Take every line from the records below that includes the word "water".

Excerpted records:
━━━━━━━━━━━━━━━━

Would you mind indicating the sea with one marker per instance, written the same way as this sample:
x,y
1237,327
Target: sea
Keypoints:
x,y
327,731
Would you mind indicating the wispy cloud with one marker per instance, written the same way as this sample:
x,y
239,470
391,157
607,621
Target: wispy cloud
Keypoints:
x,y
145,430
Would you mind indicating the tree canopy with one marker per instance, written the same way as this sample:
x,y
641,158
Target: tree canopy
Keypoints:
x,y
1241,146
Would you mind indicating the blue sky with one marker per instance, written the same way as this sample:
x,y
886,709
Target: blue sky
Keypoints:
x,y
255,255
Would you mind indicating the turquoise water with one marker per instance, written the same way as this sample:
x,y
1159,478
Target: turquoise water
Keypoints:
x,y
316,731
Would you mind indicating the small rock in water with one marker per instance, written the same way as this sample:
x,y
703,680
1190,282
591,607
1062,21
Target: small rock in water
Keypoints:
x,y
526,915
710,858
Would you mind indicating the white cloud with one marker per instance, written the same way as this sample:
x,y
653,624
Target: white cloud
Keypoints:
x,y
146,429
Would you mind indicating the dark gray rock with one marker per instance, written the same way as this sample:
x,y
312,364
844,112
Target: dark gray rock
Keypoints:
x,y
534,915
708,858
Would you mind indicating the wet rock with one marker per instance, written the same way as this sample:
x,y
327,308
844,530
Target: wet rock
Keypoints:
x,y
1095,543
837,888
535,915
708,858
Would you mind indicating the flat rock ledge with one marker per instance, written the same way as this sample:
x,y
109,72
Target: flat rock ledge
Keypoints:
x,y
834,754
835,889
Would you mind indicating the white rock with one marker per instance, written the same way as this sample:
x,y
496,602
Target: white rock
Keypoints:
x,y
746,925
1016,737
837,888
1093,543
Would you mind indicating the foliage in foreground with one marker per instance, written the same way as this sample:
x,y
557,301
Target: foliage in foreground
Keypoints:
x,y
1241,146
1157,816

━━━━━━━━━━━━━━━━

Reply to the exercise:
Would you mind indicating the turquoise water with one marker per instance, written the same way as this sample:
Target: turquoise water
Would you mind indicating the small rock in water with one marker per instance, written the same way as this sample:
Target: small rock in water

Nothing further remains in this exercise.